--- BEGIN Task data ---

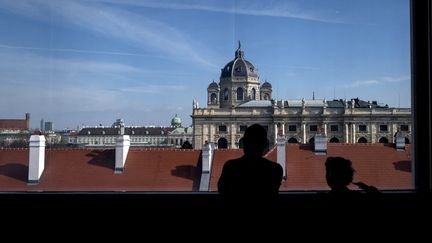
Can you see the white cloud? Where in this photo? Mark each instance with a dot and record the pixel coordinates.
(258, 8)
(382, 80)
(357, 84)
(54, 85)
(113, 23)
(397, 79)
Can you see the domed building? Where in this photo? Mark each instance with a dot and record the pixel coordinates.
(239, 83)
(176, 121)
(240, 100)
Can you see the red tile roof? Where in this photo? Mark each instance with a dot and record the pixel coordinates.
(375, 164)
(93, 170)
(180, 170)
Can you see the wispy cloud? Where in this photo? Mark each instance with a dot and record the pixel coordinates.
(56, 84)
(371, 82)
(250, 7)
(77, 51)
(113, 23)
(153, 89)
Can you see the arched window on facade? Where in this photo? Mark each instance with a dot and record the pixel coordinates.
(213, 98)
(239, 93)
(225, 94)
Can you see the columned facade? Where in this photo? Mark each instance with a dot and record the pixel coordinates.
(239, 100)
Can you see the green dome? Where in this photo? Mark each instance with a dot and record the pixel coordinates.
(176, 121)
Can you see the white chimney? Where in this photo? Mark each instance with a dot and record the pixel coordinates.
(320, 143)
(207, 155)
(281, 154)
(36, 158)
(122, 149)
(400, 142)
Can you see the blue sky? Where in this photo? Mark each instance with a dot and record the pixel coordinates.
(92, 61)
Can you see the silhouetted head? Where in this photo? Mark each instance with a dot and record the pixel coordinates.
(255, 140)
(339, 172)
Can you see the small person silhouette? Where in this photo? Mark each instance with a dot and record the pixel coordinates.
(251, 177)
(340, 173)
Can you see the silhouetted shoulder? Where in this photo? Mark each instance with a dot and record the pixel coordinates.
(250, 176)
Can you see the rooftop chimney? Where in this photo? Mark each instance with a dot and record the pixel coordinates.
(207, 159)
(36, 158)
(122, 149)
(400, 142)
(28, 121)
(320, 142)
(281, 154)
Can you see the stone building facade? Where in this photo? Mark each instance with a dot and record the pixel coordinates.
(146, 136)
(239, 100)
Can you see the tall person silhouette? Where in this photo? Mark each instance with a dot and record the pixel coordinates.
(251, 177)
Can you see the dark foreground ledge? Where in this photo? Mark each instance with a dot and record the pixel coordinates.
(403, 204)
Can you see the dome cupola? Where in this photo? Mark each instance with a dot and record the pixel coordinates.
(239, 67)
(176, 121)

--- END Task data ---

The exercise:
Reproduce the lines of the material verbatim, starting with the line containing "Can you see the dark" and continuing through the end of the material.

In response:
Can you see the dark foreground ledge? Where in this photo? Mark each instance with a dot and record the pixel coordinates.
(403, 204)
Can you see the dome cupola? Where in this photo? Mark each instance with a dot and record the pixel coordinates.
(239, 67)
(176, 121)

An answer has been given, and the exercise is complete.